*The input*.
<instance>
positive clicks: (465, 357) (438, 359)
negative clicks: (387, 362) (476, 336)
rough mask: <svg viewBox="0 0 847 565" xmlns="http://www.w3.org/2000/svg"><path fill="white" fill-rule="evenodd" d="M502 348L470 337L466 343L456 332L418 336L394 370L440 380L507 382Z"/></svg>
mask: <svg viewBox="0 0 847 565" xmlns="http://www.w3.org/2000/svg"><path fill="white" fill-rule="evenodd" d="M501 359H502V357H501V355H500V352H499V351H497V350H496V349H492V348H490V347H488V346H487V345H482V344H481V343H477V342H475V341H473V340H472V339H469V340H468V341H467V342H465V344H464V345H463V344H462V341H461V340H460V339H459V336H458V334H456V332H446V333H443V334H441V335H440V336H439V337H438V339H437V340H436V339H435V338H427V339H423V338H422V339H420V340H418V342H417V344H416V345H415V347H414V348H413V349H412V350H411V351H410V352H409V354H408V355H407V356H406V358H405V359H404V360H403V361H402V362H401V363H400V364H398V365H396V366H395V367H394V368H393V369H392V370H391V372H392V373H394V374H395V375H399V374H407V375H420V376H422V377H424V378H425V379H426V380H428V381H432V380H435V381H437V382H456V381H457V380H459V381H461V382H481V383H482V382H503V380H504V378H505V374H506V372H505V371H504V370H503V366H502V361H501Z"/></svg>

*Action item*.
Copy the lines above word for word, beginning at the first line and stopping after the line that contains "rough mask: <svg".

*Answer section*.
<instance>
positive clicks: (465, 357) (438, 359)
negative clicks: (387, 362) (476, 336)
rough mask: <svg viewBox="0 0 847 565" xmlns="http://www.w3.org/2000/svg"><path fill="white" fill-rule="evenodd" d="M502 348L470 337L466 343L456 332L418 336L394 370L440 380L507 382Z"/></svg>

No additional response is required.